*What you should do:*
Restate, word for word, each record that follows.

*Supplied records:*
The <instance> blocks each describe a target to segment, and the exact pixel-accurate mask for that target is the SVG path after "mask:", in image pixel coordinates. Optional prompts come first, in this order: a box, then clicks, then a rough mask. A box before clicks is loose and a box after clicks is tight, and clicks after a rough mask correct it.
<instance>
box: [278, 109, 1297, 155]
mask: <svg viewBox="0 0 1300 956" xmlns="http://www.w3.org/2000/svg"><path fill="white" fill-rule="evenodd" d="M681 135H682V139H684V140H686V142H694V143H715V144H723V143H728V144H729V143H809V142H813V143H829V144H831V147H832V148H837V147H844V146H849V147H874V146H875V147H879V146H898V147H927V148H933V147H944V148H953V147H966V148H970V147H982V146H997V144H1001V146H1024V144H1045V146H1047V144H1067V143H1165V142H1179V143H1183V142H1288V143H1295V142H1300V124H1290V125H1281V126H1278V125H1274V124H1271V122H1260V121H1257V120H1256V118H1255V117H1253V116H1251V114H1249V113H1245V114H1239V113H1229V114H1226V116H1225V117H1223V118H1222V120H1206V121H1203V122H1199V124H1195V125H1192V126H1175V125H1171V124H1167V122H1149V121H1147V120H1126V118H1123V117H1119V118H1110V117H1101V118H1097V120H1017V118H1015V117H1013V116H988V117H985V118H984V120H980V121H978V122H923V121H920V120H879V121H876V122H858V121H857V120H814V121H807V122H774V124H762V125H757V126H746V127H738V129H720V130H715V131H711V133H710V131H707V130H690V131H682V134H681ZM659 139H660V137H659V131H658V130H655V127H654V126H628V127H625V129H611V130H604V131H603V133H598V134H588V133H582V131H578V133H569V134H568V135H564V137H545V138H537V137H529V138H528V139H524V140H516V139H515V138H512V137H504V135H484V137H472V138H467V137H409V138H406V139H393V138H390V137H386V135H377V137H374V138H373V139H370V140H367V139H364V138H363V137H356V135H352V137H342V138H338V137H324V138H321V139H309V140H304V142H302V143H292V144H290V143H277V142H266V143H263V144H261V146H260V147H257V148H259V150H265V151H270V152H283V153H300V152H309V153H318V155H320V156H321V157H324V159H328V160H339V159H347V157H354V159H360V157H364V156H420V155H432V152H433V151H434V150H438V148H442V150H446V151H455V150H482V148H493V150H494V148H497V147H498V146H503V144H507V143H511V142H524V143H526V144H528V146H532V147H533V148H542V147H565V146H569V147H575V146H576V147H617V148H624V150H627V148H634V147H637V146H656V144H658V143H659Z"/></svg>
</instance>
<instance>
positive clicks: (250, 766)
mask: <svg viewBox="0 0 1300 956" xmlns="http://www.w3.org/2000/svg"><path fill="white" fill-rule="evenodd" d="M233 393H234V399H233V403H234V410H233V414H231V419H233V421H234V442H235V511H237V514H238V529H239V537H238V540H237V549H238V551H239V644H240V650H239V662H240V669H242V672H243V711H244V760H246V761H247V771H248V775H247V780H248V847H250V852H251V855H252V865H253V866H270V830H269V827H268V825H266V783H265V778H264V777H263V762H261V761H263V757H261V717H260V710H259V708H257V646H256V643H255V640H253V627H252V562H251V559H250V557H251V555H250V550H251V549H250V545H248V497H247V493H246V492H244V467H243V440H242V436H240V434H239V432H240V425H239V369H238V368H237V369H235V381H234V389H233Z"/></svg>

*Response area:*
The <instance> blocks each describe a target to segment, and the exact pixel-accurate mask for that target is the SVG path after "mask:", in image pixel coordinates. Optional prompts come first, in this order: a box, then clicks, then a rough mask. A box before clicks is loose and a box after clicks is tight, and clicks after a rough mask correct it.
<instance>
box: [278, 109, 1297, 155]
mask: <svg viewBox="0 0 1300 956" xmlns="http://www.w3.org/2000/svg"><path fill="white" fill-rule="evenodd" d="M681 135H682V139H684V140H686V142H694V143H715V144H723V143H728V144H729V143H809V142H813V143H829V144H831V147H832V148H837V147H844V146H849V147H874V146H875V147H879V146H898V147H927V148H933V147H944V148H953V147H966V148H970V147H982V146H997V144H1001V146H1024V144H1045V146H1047V144H1067V143H1165V142H1179V143H1183V142H1288V143H1295V142H1300V124H1290V125H1281V126H1278V125H1274V124H1271V122H1260V121H1257V120H1256V118H1255V117H1253V116H1251V114H1249V113H1245V114H1239V113H1229V114H1226V116H1225V117H1223V118H1222V120H1206V121H1203V122H1199V124H1195V125H1192V126H1175V125H1171V124H1167V122H1149V121H1147V120H1126V118H1123V117H1119V118H1110V117H1101V118H1097V120H1017V118H1015V117H1013V116H988V117H985V118H984V120H980V121H978V122H923V121H920V120H879V121H876V122H858V121H857V120H814V121H807V122H774V124H762V125H757V126H746V127H738V129H720V130H715V131H711V133H710V131H707V130H690V131H682V134H681ZM659 139H660V137H659V131H658V130H655V127H654V126H628V127H625V129H611V130H604V131H603V133H598V134H588V133H582V131H578V133H569V134H568V135H564V137H545V138H537V137H529V138H528V139H524V140H516V139H515V138H512V137H504V135H484V137H472V138H467V137H409V138H406V139H393V138H390V137H386V135H377V137H374V138H373V139H370V140H367V139H364V138H363V137H356V135H352V137H342V138H338V137H324V138H321V139H309V140H304V142H302V143H292V144H290V143H277V142H266V143H263V144H261V146H260V147H257V148H259V150H265V151H270V152H283V153H300V152H309V153H318V155H320V156H321V157H324V159H328V160H339V159H347V157H354V159H360V157H364V156H420V155H432V152H433V151H434V150H438V148H442V150H446V151H455V150H482V148H493V150H494V148H497V147H498V146H503V144H507V143H511V142H524V143H526V144H528V146H532V147H533V148H542V147H565V146H569V147H575V146H576V147H617V148H624V150H627V148H634V147H637V146H656V144H658V143H659Z"/></svg>
</instance>
<instance>
positive clicks: (250, 766)
mask: <svg viewBox="0 0 1300 956" xmlns="http://www.w3.org/2000/svg"><path fill="white" fill-rule="evenodd" d="M233 393H234V399H233V403H234V410H233V414H231V419H233V421H234V442H235V511H237V514H238V529H239V537H238V540H237V549H238V551H239V644H240V650H239V662H240V669H242V672H243V711H244V760H246V761H247V771H248V775H247V780H248V847H250V852H251V855H252V865H253V866H270V830H269V827H268V825H266V783H265V778H264V777H263V762H261V761H263V757H261V717H260V710H259V708H257V646H256V643H255V640H253V627H252V562H251V559H250V557H251V555H250V550H251V549H250V545H248V497H247V493H246V492H244V467H243V440H242V436H240V434H239V432H240V425H239V369H238V368H237V369H235V381H234V389H233Z"/></svg>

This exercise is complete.